• **ENTRIES PROVIDED**:
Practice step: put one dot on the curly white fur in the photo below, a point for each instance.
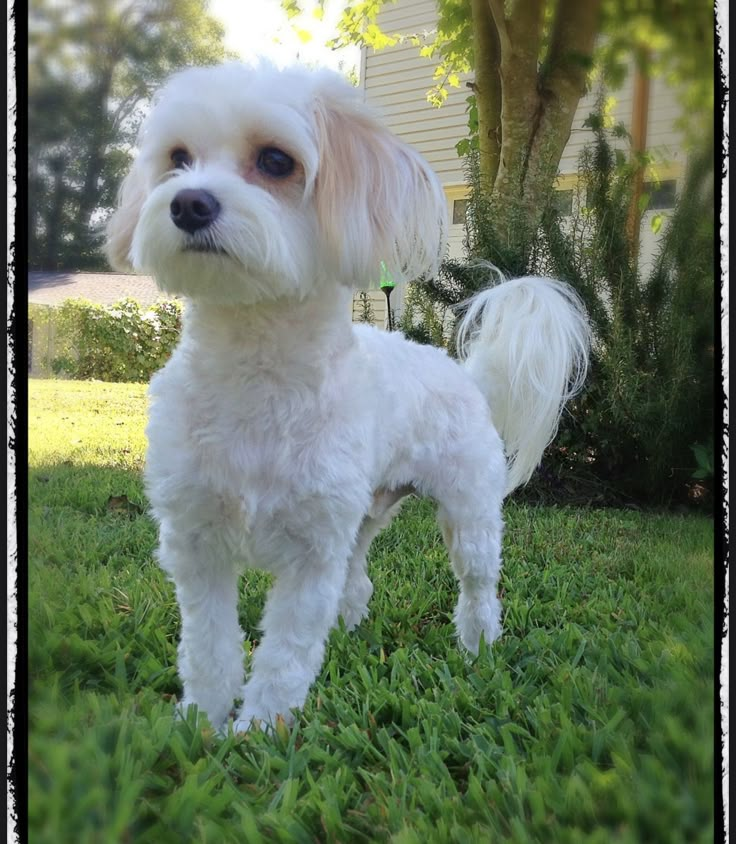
(280, 435)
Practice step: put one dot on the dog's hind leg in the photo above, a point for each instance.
(469, 515)
(358, 587)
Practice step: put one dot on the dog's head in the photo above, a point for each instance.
(253, 183)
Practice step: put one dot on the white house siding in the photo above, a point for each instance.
(396, 80)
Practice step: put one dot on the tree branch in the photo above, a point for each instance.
(499, 19)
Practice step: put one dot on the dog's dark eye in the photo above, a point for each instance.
(275, 162)
(180, 158)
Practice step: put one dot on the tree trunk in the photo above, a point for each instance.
(538, 103)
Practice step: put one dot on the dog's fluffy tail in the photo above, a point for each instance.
(525, 342)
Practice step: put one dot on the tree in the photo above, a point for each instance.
(532, 61)
(93, 65)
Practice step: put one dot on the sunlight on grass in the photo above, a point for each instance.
(589, 720)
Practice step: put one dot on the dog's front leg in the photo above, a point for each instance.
(210, 647)
(300, 610)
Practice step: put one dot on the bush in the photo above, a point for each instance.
(120, 342)
(647, 410)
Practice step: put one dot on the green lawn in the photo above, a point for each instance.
(590, 720)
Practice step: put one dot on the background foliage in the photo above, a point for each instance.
(644, 424)
(121, 342)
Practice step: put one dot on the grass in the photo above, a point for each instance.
(591, 720)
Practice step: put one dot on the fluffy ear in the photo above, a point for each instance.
(121, 225)
(377, 200)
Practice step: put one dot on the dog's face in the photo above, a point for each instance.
(255, 183)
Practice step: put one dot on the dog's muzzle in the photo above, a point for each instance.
(192, 210)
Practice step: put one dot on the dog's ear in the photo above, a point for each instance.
(122, 223)
(377, 200)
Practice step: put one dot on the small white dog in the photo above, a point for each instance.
(283, 437)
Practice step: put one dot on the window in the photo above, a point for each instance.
(459, 210)
(662, 195)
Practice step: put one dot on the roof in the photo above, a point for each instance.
(52, 288)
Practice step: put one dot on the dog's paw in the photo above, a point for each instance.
(475, 618)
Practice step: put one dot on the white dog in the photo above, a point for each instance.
(283, 437)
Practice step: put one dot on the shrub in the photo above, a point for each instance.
(649, 396)
(120, 342)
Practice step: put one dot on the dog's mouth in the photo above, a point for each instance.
(205, 247)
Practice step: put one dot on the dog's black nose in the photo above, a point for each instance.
(192, 210)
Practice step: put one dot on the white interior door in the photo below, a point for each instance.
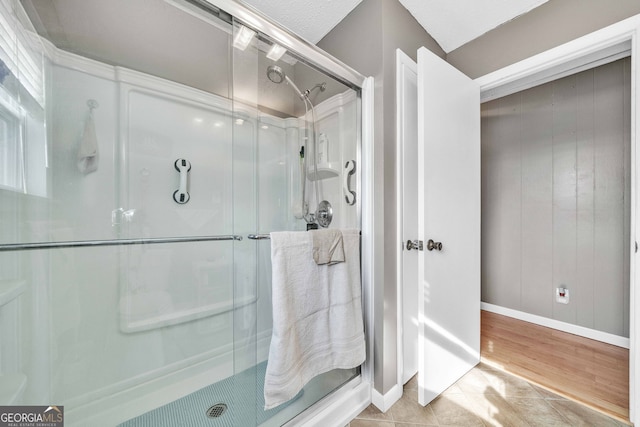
(407, 90)
(449, 213)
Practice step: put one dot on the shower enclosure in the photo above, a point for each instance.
(145, 155)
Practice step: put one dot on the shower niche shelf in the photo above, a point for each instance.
(10, 290)
(325, 171)
(11, 388)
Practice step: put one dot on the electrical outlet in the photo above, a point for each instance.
(562, 295)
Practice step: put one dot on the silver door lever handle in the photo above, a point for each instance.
(431, 245)
(415, 244)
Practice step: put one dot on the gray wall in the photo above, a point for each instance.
(555, 199)
(366, 40)
(552, 24)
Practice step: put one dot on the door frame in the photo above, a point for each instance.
(597, 48)
(600, 47)
(402, 60)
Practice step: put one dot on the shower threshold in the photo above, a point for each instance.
(233, 400)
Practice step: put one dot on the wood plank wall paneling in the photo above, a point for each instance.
(555, 199)
(590, 372)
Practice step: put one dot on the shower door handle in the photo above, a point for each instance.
(349, 170)
(181, 195)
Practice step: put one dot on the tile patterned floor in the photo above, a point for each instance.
(485, 397)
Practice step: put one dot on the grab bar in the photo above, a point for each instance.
(115, 242)
(258, 236)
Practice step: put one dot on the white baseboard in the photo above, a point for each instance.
(385, 401)
(560, 326)
(338, 409)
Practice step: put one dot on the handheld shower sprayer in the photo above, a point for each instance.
(277, 75)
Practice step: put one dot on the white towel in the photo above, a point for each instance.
(327, 246)
(88, 149)
(317, 314)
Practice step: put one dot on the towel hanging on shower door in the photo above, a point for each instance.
(317, 314)
(88, 148)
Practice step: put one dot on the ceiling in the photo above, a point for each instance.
(451, 23)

• **OBJECTIVE**:
Can you rewrite the material, starting at the line that contains "Practice step: put one dot on the electrical" and stopping at the end of the material, with "a point for each instance" replaced by "one point per instance" and nothing else changed?

• **TASK ANSWER**:
Practice step: put one dot on the electrical outlet in the photo above, one point per instance.
(562, 295)
Practice step: put one dot on the silver door lever handle in the photo above, one point per instance.
(431, 245)
(415, 244)
Practice step: put one dot on the gray wall in the photo above, one point per instance.
(555, 199)
(366, 40)
(552, 24)
Practice step: put one dot on the door frame in the photo above, one point per instance.
(597, 48)
(600, 47)
(402, 60)
Practice step: put one dot on the shower threshold in the photo above, one point per instance.
(233, 400)
Practice step: put one dot on the wood plank wall paneling in the photo above, one point per instance.
(555, 199)
(590, 372)
Practice step: put one dot on the shower door handle in the photo above, one point per instance.
(349, 170)
(181, 195)
Practice step: put one dot on the tile patterned floor in the photo above, one point per instance.
(485, 397)
Practice step: put one dot on the grab bar in the photo above, one point per instance.
(115, 242)
(258, 236)
Practice step: put one dot on the white baseboard in the photo above, one point per instance.
(385, 401)
(560, 326)
(338, 409)
Practice step: put one dot on the handheld shower sprayer in the photo above, one point per instance.
(277, 75)
Practice step: put one dot on the white towel in the photo above, one point per instance.
(327, 246)
(88, 149)
(317, 314)
Practice step: put one dot on the towel hanging on shower door in the photo above, one point per instance.
(317, 314)
(88, 148)
Practice step: put one dot on the ceiling in the photo above, one point per instance.
(451, 23)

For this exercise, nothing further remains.